From the data below, copy out every line that contains the word "hillside".

Dataset rows showing where objects appear:
▬▬▬▬▬▬▬▬▬▬

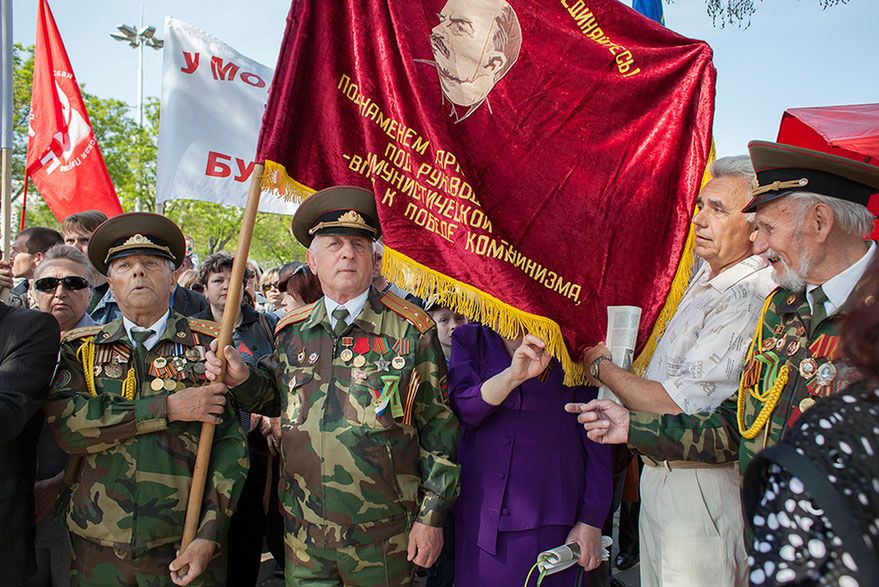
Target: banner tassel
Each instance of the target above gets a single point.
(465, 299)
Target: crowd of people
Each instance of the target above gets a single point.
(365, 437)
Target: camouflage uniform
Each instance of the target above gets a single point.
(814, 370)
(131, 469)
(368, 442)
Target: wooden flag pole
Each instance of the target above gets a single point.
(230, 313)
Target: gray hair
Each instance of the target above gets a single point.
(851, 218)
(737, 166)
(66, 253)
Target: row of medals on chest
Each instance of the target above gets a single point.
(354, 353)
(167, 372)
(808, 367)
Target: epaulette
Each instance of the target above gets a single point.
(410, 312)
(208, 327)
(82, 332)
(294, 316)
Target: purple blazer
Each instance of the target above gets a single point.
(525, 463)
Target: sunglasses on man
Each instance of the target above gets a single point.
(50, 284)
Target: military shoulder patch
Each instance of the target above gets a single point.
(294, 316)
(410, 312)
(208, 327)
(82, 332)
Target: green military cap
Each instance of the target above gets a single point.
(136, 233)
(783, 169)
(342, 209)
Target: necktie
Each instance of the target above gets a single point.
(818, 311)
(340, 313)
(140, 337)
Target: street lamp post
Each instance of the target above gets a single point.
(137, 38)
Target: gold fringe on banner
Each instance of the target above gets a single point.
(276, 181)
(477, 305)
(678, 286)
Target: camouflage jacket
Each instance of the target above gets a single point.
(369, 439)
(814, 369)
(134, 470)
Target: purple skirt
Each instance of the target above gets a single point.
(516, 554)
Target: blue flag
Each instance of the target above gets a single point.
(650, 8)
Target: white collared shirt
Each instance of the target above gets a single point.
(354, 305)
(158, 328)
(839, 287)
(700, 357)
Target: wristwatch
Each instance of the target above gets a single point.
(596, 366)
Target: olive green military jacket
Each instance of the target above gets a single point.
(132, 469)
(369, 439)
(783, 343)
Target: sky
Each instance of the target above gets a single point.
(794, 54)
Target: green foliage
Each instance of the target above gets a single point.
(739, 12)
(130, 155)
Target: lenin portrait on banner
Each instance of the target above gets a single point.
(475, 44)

▬▬▬▬▬▬▬▬▬▬

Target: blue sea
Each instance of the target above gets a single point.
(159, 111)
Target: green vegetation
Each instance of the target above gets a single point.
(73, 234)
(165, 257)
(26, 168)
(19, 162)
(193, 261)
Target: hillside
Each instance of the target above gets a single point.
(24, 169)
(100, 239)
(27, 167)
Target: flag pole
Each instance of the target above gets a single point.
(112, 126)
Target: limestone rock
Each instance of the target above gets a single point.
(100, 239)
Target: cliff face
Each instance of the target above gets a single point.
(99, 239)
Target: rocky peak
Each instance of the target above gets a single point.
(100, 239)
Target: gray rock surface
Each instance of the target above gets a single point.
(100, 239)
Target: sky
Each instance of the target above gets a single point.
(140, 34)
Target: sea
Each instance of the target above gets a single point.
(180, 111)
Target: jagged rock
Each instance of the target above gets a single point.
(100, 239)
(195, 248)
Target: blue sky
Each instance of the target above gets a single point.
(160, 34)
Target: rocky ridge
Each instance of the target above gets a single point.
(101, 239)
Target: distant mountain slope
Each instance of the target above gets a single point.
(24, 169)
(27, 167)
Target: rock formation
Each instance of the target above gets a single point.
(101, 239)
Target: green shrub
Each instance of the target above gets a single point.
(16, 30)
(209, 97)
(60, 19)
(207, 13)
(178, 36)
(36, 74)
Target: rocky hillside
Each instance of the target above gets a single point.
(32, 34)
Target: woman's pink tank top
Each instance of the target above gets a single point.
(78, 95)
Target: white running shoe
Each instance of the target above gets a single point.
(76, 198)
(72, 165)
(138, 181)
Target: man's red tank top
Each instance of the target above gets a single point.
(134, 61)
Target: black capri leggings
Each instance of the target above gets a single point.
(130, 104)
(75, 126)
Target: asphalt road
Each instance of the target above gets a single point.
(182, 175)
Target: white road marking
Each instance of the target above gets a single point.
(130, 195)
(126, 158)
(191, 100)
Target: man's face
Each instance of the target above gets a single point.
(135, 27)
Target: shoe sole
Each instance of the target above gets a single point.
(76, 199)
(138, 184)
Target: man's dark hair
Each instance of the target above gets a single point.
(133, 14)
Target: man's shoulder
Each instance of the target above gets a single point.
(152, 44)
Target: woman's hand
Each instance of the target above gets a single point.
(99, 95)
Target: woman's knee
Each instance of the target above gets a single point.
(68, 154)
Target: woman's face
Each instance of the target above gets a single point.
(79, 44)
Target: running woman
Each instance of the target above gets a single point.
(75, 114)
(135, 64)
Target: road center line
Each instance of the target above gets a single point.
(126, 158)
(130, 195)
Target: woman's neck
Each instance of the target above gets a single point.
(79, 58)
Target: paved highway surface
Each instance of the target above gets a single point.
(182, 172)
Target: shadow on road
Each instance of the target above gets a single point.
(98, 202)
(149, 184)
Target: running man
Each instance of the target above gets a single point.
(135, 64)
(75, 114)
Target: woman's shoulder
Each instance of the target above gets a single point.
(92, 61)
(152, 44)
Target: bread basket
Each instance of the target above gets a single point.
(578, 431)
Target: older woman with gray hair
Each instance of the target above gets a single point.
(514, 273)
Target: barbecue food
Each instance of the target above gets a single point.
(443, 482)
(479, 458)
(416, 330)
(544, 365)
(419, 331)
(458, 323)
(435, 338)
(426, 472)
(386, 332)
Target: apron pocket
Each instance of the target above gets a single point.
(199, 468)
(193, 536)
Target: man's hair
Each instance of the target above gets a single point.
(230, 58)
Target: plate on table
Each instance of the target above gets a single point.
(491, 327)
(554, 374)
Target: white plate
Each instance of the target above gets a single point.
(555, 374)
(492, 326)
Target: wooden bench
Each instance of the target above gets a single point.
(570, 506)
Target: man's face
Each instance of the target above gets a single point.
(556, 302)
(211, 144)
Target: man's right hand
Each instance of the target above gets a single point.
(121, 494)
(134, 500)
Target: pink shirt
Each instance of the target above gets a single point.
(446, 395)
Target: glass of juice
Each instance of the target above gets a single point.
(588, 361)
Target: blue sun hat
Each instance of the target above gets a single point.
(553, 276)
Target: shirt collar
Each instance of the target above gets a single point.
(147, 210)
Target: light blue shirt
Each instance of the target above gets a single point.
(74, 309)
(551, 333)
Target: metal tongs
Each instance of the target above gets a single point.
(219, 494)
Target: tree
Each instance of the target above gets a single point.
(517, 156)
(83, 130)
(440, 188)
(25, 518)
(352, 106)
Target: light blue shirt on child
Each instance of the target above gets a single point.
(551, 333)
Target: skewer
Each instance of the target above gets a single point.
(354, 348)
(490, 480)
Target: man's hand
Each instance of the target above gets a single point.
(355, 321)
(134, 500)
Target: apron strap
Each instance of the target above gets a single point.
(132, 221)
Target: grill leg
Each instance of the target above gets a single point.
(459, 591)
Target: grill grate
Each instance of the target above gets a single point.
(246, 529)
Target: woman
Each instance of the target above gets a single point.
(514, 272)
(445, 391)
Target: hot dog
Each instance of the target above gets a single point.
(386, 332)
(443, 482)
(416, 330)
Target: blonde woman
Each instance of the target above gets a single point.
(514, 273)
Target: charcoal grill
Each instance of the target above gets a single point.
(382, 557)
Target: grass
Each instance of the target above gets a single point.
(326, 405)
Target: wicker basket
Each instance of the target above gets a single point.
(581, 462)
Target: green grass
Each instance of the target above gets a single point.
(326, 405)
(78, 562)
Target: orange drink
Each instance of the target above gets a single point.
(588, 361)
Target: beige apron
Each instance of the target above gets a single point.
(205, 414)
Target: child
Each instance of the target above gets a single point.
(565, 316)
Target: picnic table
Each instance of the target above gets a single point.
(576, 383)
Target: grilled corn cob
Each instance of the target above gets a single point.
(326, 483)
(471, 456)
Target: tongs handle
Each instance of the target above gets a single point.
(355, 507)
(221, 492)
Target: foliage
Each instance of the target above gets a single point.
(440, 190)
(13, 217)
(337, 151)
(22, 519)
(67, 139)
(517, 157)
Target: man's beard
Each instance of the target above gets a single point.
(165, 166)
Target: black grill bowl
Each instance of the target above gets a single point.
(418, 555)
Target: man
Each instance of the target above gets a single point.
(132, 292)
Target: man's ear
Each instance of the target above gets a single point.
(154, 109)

▬▬▬▬▬▬▬▬▬▬

Full answer:
Target: hillside
Target: rocky hillside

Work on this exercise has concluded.